:: Things to do ::
1. From the passage on Mut below, list every creature that the goddess is said to be depicted as.
2. Reproduce part of the passage on Mut below. Begin at the words "Mut was the" and stop after "Egyptian goddess Sekhmet.".
3. According to the passage on Mut below, where was her greatest temple located?

:: Source text ::

In art, Mut was usually depicted as a woman wearing the double crown of the kings of Egypt, representing her power over the whole of the land.

During the high point of Mut's cult, the rulers of Egypt would support her worship in their own way to emphasize their own authority and right to rule through an association with Mut. Mut was involved in many ancient Egyptian festivals such as the Opet Festival and the Beautiful Festival of the Valley. Her greatest temple was located at Karnak in Thebes.

Mythology

Mut was the consort of Amun, the patron deity of pharaohs during the Middle Kingdom (c. 2055–1650 BC) and New Kingdom (c. 1550–1070 BC). Amaunet and Wosret may have been Amun's consorts early in Egyptian history, but Mut, who did not appear in texts or art until the late Middle Kingdom, displaced them. In the New Kingdom, Amun and Mut were the patron deities of Thebes, a major city in Upper Egypt, and formed a cultic triad with their son, Khonsu. Her other major role was as a lioness deity, an Upper Egyptian counterpart to the fearsome Lower Egyptian goddess Sekhmet.

Depictions

In art, Mut was pictured as a woman with the wings of a vulture, holding an ankh, wearing the united crown of Upper and Lower Egypt and a dress of bright red or blue, with the feather of the goddess Ma'at at her feet.

Alternatively, as a result of her assimilations, Mut is sometimes depicted as a cobra, a cat, a cow, or as a lioness as well as the vulture.

:: Collected material ::

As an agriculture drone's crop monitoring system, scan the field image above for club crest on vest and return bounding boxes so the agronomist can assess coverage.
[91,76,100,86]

:: Answers to the problems ::
1. cobra, cat, cow, lioness, vulture

2.
Mut was the consort of Amun, the patron deity of pharaohs during the Middle Kingdom (c. 2055–1650 BC) and New Kingdom (c. 1550–1070 BC). Amaunet and Wosret may have been Amun's consorts early in Egyptian history, but Mut, who did not appear in texts or art until the late Middle Kingdom, displaced them. In the New Kingdom, Amun and Mut were the patron deities of Thebes, a major city in Upper Egypt, and formed a cultic triad with their son, Khonsu. Her other major role was as a lioness deity, an Upper Egyptian counterpart to the fearsome Lower Egyptian goddess Sekhmet.

3. At Karnak in Thebes.